Write out all the material exactly. Leave nothing out.

[Start of Dataset records]

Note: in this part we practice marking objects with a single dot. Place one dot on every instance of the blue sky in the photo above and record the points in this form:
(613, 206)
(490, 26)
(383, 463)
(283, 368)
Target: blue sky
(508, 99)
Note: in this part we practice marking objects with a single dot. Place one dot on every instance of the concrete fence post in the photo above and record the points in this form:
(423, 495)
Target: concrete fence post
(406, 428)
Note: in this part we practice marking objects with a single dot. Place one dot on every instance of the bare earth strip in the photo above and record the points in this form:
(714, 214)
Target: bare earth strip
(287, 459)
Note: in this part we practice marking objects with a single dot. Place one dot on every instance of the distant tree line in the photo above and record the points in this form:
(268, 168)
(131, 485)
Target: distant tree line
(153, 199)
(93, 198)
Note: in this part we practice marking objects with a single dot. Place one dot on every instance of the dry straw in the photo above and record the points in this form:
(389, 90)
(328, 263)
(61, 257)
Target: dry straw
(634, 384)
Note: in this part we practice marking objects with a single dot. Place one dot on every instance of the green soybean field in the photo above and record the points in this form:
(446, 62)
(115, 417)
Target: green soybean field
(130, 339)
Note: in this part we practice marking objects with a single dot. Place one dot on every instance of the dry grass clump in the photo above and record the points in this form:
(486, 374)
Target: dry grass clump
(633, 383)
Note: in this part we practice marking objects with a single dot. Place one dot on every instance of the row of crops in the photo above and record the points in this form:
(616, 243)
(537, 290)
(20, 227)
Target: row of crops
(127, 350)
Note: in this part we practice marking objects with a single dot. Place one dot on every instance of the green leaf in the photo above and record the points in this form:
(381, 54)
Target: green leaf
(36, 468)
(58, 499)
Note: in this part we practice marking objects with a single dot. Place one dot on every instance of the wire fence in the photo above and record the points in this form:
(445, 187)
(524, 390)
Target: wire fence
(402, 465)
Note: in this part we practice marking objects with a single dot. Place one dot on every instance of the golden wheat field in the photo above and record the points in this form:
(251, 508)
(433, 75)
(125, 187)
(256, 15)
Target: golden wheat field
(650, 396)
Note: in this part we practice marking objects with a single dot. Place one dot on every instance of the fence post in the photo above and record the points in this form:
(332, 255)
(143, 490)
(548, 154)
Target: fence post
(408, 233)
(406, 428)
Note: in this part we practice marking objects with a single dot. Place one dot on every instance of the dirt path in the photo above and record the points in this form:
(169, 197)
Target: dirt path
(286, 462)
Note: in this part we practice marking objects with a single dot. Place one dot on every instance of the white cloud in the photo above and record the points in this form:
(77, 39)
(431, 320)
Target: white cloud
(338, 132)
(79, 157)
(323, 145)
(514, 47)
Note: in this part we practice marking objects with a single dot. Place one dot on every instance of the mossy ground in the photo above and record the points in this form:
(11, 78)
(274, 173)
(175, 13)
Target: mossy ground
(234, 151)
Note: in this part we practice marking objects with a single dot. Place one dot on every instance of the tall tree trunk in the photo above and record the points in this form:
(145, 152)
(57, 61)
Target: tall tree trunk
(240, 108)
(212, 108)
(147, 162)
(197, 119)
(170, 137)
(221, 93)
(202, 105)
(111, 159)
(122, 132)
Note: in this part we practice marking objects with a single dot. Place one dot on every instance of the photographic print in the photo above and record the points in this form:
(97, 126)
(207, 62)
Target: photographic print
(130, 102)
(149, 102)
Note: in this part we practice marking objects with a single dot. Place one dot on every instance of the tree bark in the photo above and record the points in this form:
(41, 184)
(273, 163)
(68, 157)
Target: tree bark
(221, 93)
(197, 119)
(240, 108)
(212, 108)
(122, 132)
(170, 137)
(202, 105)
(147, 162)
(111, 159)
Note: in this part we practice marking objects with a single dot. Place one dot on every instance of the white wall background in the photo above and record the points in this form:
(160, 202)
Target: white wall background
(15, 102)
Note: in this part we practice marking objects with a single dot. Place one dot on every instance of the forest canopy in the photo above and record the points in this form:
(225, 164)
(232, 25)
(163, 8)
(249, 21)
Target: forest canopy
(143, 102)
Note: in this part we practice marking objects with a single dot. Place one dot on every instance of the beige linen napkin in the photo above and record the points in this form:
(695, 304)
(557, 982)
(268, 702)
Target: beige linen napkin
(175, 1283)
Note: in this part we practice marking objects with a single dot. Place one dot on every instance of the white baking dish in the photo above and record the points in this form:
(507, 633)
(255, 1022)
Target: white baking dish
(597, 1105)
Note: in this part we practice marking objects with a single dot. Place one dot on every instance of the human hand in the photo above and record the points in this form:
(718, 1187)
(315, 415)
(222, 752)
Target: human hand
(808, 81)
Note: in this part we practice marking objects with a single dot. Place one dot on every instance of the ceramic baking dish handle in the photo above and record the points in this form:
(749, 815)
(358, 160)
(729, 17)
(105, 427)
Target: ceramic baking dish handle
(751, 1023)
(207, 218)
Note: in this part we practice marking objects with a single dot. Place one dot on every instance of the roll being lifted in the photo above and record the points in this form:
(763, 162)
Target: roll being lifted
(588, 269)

[End of Dataset records]

** Task solution **
Note: in this part we practice marking objects with a single dot. Place one dot on every instance of the blue sky in the photo above and record the points in this form:
(613, 206)
(490, 26)
(383, 463)
(283, 368)
Target: blue sky
(508, 99)
Note: in this part we practice marking objects with a single dot. Place one dot on every instance of the concrete fence post in the photo above and record the points in this form:
(423, 495)
Target: concrete fence post
(406, 428)
Note: in this part we practice marking objects with a single dot. Place one dot on every instance of the bare earth strip in the photo above and record the points in this form:
(714, 214)
Target: bare earth strip
(287, 459)
Note: in this part we practice marking objects with a single dot. Place one dot on every instance of the distant tree line in the photo above and record the points in this form:
(268, 168)
(131, 485)
Target: distant tree line
(153, 199)
(93, 198)
Note: in this part we practice marking objects with a single dot. Place one dot on every instance of the dry straw in the photo above and record the points in this form:
(389, 90)
(328, 263)
(61, 257)
Target: dry straw
(634, 384)
Note: in this part we practice marking objects with a single dot. Place one dot on every instance of the green soybean field in the photo above and record the points in this form:
(446, 62)
(115, 417)
Target: green soybean field
(130, 339)
Note: in this part we practice marking objects with a single dot. Place one dot on every instance of the dry grass clump in the photo above and record the points in this form:
(486, 374)
Target: dry grass clump
(633, 383)
Note: in this part we practice marking objects with a single dot. Place one dot on every instance of the row of crops in the photo above and record the points in this form:
(616, 243)
(537, 290)
(20, 227)
Target: row of crops
(127, 350)
Note: in this part we practice marking objects with a single dot. Place one dot on every instance of the green leaf in the photo above and record the points in this form:
(381, 54)
Target: green leaf
(36, 468)
(58, 499)
Note: in this part we practice marking objects with a single dot. Place one dot on every instance of the wire fence in the photo above and record the points in this form:
(445, 187)
(524, 390)
Target: wire fence
(402, 465)
Note: in this part we practice marking objects with a single dot. Place one dot on every instance of the golden wheat field in the photo above and record the points in this form:
(251, 508)
(433, 75)
(125, 187)
(256, 15)
Target: golden wheat field
(650, 396)
Note: in this part we practice marking objects with a single dot. Place one dot on every instance of the fence post in the photo above and record the points in this form:
(332, 255)
(143, 490)
(548, 154)
Target: fence post
(408, 233)
(406, 428)
Note: in this part we practice marking objects with a single dot. Place one dot on every instance of the dirt path in the photo above and record the points in this form:
(169, 197)
Target: dirt path
(286, 462)
Note: in this part we practice marking objects with a single dot. Place one dot on every instance of the white cloud in the photo above and record the points in this form:
(77, 39)
(431, 320)
Target: white cloud
(338, 132)
(79, 157)
(323, 145)
(514, 47)
Note: in this part we practice marking objects with a single dot. Place one dot on every instance of the mossy ground in the photo above and record the points in this form:
(11, 78)
(274, 173)
(175, 13)
Target: mossy ground
(234, 151)
Note: in this part we practice marking objects with a single dot. Place one dot on every instance of the tall tree trunk in the photo above and record the points in this form:
(145, 152)
(57, 61)
Target: tall tree trunk
(240, 108)
(212, 108)
(147, 162)
(197, 119)
(170, 137)
(221, 93)
(202, 105)
(111, 159)
(122, 132)
Note: in this part we practice marking objects with a single dot. Place one dot on every instance of the photographic print in the photo above and record the points in this form:
(97, 126)
(207, 62)
Target: photographic print
(130, 102)
(149, 102)
Note: in this part we practice marking objects with a single dot. Place one dot on every instance of the tree bark in the photo above and record the points in this form:
(41, 184)
(273, 163)
(68, 157)
Target: tree bark
(221, 93)
(197, 119)
(240, 108)
(212, 108)
(122, 132)
(170, 137)
(202, 105)
(147, 162)
(111, 159)
Note: in this part we practice marking objects with a single dot. Place one dot on every instance of the white wall background in the photo above and record the points in this form:
(160, 202)
Target: white wall background
(15, 102)
Note: in this part we practice marking objects with a single dot. Place one dot on every instance of the forest canopy in the photo above and record the points in this form:
(225, 164)
(232, 25)
(163, 8)
(249, 21)
Target: forest canopy
(143, 102)
Note: in this part we practice marking objects with a single dot. Place one dot on every instance of the beige linen napkin in the photo above and record the points in this form:
(695, 304)
(557, 982)
(268, 702)
Target: beige linen napkin
(175, 1283)
Note: in this part we practice marking objects with a single dot. Place one dot on every instance of the white baking dish in the photo above and record the points in this form:
(507, 633)
(255, 1022)
Target: white baking dish
(597, 1105)
Note: in this part we practice marking objects with a single dot. Place one dot on every instance of the human hand in the photo above and record the points in this form:
(718, 1187)
(315, 415)
(222, 752)
Target: human hand
(808, 81)
Note: in this part we practice marking objects with a single dot. Place one dot on every instance of the ceramic baking dish handle in the photo above and record the points in this form:
(749, 815)
(358, 160)
(729, 17)
(105, 427)
Target: ceramic baking dish handle
(751, 1023)
(207, 218)
Note: in this part we practice marking objects with a single dot. Place one dot on every instance of the roll being lifted in the photo above and record the points in this form:
(763, 162)
Target: roll being lifted
(588, 269)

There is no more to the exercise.